Provided entries:
·····
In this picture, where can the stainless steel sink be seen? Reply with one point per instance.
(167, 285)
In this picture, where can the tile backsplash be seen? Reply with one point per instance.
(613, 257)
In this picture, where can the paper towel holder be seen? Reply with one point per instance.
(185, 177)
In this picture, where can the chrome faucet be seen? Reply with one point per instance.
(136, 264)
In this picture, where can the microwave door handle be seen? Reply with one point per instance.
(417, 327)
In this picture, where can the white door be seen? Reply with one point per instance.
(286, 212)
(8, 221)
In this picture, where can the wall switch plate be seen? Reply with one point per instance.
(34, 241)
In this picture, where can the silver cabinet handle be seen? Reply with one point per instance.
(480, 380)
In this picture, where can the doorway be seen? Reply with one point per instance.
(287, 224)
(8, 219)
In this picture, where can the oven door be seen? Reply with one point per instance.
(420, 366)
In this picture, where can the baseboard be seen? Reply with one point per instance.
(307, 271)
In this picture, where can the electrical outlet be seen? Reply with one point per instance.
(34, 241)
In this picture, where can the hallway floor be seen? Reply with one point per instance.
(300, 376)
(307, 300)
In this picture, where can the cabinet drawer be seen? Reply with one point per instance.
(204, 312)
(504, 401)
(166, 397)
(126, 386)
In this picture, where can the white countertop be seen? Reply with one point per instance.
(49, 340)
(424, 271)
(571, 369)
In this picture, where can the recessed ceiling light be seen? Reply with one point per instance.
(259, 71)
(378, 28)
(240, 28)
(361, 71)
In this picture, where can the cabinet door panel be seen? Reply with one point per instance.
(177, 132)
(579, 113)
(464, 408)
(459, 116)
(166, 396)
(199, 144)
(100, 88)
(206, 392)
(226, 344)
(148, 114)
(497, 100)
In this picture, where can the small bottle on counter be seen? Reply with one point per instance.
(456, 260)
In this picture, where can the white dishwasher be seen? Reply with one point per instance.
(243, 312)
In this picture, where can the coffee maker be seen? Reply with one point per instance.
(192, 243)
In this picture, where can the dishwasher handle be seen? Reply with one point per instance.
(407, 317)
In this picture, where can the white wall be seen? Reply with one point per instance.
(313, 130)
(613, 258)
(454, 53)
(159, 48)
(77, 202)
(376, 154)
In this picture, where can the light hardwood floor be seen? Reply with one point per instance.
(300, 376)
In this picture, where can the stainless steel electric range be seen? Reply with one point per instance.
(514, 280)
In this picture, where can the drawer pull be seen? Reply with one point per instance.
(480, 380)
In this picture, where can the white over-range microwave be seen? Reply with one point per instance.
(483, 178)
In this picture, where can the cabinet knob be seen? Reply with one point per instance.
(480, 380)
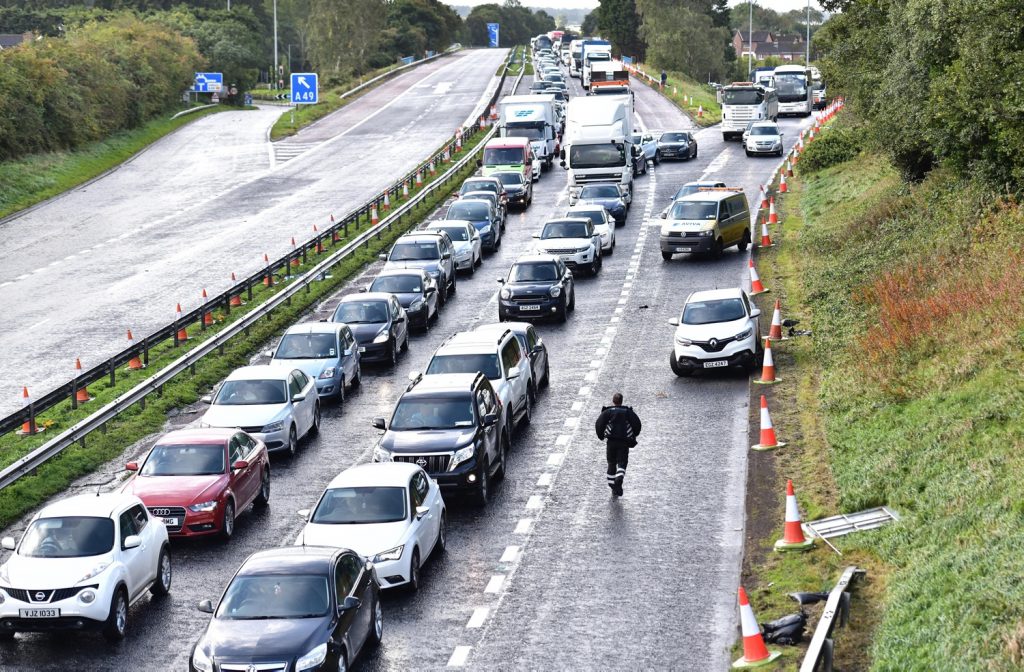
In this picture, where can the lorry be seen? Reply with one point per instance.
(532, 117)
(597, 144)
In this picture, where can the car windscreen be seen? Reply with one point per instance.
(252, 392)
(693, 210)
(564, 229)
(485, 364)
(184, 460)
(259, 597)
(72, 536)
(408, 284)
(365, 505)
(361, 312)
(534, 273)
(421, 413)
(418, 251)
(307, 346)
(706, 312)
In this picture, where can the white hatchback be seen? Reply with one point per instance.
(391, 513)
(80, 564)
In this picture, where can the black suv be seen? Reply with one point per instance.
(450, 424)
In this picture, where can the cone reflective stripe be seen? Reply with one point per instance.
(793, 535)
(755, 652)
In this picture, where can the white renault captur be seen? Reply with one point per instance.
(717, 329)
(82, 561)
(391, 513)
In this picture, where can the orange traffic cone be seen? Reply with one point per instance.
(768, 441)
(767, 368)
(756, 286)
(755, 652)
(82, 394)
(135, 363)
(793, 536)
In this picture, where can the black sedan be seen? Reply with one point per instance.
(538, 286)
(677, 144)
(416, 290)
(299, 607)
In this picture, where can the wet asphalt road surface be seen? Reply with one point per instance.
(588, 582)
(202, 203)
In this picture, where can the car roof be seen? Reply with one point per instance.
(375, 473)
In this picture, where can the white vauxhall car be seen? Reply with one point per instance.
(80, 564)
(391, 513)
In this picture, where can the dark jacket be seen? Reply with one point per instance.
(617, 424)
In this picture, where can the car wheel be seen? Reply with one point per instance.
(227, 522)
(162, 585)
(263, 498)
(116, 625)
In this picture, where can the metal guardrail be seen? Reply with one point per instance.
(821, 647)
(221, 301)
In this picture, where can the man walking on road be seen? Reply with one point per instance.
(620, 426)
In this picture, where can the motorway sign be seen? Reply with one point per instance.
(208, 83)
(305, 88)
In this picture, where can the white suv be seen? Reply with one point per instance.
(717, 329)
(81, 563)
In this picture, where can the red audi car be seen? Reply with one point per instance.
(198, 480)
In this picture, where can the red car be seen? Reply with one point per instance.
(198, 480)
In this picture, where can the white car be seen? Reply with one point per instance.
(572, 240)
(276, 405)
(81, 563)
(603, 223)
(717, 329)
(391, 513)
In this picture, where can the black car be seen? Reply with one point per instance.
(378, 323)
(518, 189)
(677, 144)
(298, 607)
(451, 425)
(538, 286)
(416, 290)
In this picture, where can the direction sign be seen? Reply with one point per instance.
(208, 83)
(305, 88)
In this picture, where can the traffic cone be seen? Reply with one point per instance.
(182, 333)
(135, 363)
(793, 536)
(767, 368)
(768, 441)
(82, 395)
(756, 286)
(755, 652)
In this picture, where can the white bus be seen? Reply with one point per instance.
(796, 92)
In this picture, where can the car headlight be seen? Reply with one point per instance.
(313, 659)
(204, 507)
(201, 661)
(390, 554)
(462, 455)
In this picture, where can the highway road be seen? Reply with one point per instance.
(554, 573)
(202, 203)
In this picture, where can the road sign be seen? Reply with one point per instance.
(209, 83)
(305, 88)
·····
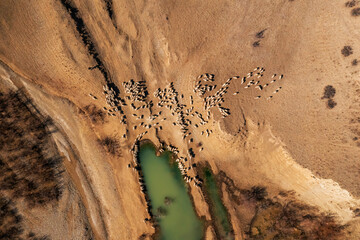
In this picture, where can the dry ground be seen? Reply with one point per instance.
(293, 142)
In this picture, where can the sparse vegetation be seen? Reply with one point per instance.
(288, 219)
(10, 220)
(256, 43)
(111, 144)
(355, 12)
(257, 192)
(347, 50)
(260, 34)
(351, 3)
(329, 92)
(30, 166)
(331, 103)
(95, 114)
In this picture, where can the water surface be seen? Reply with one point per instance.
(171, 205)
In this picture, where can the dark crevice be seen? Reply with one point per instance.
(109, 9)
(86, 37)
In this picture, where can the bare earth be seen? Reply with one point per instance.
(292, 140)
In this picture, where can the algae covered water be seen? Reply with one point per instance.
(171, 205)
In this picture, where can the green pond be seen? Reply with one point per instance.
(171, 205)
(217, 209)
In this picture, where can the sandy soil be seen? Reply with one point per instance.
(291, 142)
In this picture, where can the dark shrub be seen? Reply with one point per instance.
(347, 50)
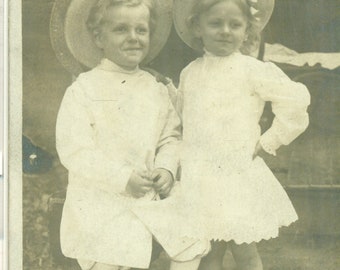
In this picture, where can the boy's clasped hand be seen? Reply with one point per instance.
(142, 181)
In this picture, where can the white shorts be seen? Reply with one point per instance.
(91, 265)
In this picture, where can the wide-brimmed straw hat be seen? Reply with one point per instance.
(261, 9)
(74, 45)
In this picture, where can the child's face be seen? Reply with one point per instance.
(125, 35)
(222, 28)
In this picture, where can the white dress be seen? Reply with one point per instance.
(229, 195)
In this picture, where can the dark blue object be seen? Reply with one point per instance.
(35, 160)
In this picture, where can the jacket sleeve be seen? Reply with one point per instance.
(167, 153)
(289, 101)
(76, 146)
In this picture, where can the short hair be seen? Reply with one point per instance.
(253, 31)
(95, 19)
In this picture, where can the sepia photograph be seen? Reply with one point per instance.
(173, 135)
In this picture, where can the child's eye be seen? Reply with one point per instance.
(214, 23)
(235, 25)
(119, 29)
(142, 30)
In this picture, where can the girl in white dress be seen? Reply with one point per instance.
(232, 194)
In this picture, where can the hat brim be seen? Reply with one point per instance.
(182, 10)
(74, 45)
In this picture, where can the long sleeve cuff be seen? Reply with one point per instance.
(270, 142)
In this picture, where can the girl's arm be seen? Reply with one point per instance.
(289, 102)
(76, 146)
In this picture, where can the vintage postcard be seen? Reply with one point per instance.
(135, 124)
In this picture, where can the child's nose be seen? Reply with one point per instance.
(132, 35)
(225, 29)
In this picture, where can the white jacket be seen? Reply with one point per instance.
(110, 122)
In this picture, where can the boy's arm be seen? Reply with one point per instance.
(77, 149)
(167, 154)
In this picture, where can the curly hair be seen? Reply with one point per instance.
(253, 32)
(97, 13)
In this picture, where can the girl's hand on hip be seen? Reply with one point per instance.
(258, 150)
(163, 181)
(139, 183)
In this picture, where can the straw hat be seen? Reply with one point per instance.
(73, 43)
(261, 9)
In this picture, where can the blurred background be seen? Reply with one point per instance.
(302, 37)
·····
Set problem: Please select every line above that contains the word "stainless", and copy each one out. Matching is case-sensitive.

Exercise solution:
In this picture, where can the stainless steel sink be seen? Reply with one point per instance.
In this picture, where can the stainless steel electric range be seen? Reply with one point per instance.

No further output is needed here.